--- Job ---
Reproduce the entries below word for word, leaving every line unchanged.

[Entries for pointing and labeling]
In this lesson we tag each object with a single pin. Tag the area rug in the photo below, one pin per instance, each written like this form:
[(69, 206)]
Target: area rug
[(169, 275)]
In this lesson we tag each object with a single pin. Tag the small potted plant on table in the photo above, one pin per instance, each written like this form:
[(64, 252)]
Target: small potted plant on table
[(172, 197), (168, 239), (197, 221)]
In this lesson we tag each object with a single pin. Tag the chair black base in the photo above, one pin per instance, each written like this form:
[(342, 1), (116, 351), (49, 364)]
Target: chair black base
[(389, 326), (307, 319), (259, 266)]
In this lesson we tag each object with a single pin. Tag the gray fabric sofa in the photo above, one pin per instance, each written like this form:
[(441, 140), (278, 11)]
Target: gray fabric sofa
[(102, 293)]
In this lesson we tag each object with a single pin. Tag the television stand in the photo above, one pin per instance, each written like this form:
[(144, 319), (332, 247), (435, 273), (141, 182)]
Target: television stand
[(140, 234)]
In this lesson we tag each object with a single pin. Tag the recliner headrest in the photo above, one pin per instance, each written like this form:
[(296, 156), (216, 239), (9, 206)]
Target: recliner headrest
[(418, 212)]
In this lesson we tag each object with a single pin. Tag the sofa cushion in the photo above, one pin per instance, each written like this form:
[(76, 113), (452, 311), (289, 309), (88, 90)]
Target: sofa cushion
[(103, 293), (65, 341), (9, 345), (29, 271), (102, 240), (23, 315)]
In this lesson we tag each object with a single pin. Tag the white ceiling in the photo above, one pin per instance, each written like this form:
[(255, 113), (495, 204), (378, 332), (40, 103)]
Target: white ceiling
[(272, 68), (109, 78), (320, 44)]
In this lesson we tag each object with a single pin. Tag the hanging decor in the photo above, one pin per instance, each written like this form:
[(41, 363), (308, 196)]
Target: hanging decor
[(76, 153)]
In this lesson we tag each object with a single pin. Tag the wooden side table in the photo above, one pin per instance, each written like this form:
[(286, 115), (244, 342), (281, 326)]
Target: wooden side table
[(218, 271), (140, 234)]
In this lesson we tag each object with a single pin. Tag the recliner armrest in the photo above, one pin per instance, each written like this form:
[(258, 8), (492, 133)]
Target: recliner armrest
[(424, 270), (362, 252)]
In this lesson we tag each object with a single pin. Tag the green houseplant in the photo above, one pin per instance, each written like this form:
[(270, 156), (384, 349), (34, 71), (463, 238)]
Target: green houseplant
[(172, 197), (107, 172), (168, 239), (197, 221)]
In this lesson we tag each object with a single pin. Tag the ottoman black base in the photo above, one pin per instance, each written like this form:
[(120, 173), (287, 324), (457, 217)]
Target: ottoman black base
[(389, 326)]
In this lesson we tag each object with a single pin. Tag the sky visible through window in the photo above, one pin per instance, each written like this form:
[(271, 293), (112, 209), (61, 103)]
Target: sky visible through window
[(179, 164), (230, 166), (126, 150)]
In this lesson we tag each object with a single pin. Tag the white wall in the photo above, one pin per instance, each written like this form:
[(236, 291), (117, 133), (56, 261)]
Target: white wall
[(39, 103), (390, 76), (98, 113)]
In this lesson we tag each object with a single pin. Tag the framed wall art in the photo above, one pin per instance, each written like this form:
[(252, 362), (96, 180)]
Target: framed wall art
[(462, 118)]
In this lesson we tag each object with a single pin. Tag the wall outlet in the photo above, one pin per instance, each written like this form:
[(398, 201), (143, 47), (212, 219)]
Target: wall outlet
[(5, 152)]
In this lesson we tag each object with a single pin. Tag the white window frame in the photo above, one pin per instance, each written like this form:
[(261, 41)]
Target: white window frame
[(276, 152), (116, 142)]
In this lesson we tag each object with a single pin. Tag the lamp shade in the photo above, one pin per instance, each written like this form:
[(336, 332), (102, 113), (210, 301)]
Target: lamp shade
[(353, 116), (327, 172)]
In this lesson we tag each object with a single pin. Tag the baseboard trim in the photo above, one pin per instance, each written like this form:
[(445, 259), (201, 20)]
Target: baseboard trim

--- Answer to this task ---
In this lesson we tag each object with a single pin. Tag the area rug in the photo below, one pin per instance, each written like this form:
[(69, 206)]
Target: area rug
[(169, 275)]
In this lesson we tag each object with a single pin. Tag the small potted plant on table in the photo above, one pin per instance, each written like this form:
[(64, 252)]
Target: small potted plant on table
[(172, 197), (168, 239), (197, 221)]
In this lesson we tag each object with a single pin. Tag the chair black base in the photo above, one pin per instance, each written like this form:
[(342, 1), (116, 351), (49, 364)]
Target: chair black base
[(389, 326), (307, 319), (259, 266)]
In this lesson we tag each object with a single pin. Tag the gray fabric sofa in the photo above, one pin per instance, each written like this form:
[(441, 140), (278, 11)]
Target: gray fabric sofa
[(102, 293)]
In this lesson we tag each object with a single pin. Tag the television stand in the photo above, one pin per instance, each written like this form:
[(144, 319), (332, 247), (435, 273), (141, 182)]
Target: television stand
[(140, 234)]
In this lesson we tag each object with a single pin. Tag the recliner headrest in the photo above, one pin per instance, each written like this form:
[(296, 156), (216, 239), (9, 206)]
Target: recliner headrest
[(418, 212)]
In this lesson we tag each object with a single pin. Tag the sofa cushion in the photo above, one pin per instance, each written like this form:
[(76, 113), (452, 311), (289, 309), (88, 90)]
Target: sofa cushion
[(103, 293), (65, 341), (9, 345), (29, 271), (102, 240), (23, 315)]
In this lesson we tag each object with a single pin. Tag the white ceiling in the photo above, one pin per instance, each written like this form:
[(255, 113), (495, 204), (378, 332), (40, 103)]
Target: white ceiling
[(272, 68), (109, 78), (320, 44)]
In this lesson we tag each object with a single pin. Tag the hanging decor in the photo above, one pin per instance, each written like this form:
[(41, 363), (308, 196)]
Target: hanging decor
[(76, 153)]
In this lesson we tag each object with a single pin. Tag the wooden side table in the photo above, one pin per instance, each written like this form:
[(286, 115), (244, 342), (281, 326)]
Target: wooden side table
[(218, 271), (140, 234)]
In this lesson we tag each object with a single pin. Tag the recliner armrest in the photo above, one pin per instance, each written like this form:
[(258, 8), (492, 133)]
Target: recliner armrest
[(424, 270), (362, 252)]
In this lesson we tag each object with a single pin. Tag the green houseplant in the photo above, one pin per instance, each written like this form:
[(270, 156), (384, 349), (34, 71), (463, 238)]
Target: green houseplant
[(172, 197), (107, 172), (168, 239), (197, 221)]
In this lesson we tag each object with a single pin. Tag the ottoman black base in the photo above, one pin per instance, each written like this form:
[(120, 173), (287, 324), (457, 217)]
Target: ottoman black base
[(389, 326)]
In this lesson we tag each object with a single pin. Tag the sky visible through window in the photo above, one pin per instance, each written like this form:
[(271, 293), (112, 209), (61, 103)]
Target: sky visible through window
[(179, 164), (230, 166), (126, 150)]
In this lesson we tag each object with a single pin. Tag the white wall in the photo above, one pin per instance, each written like this form:
[(236, 291), (117, 133), (56, 261)]
Target: white wall
[(39, 103), (390, 76), (98, 113)]
In this lesson we tag each object with a single pin. Tag the framed wall art in the photo above, one pin per instance, each written like this form:
[(252, 362), (96, 180)]
Target: framed wall art
[(462, 118)]
In this lesson we tag each object with a single pin. Tag the wall outlet in the photo above, one pin per instance, each written like this form:
[(398, 201), (143, 47), (212, 219)]
Target: wall outlet
[(5, 152)]
In this lesson we tag each object with a single pin. Tag the white window frame in the photo above, one pin per instance, each written like this form:
[(261, 41)]
Target: white window frame
[(276, 152), (116, 142)]
In this lesson we tag each object with a single pin. Tag the lamp shade in the photo above, one pin per instance, each written like this form:
[(336, 332), (102, 113), (210, 301)]
Target: lamp shade
[(353, 116), (327, 172)]
In this lesson we tag each object with a single pin. Tag the baseboard trim in the photo above, one pin per instance, each written like this form:
[(445, 259), (201, 20)]
Target: baseboard trim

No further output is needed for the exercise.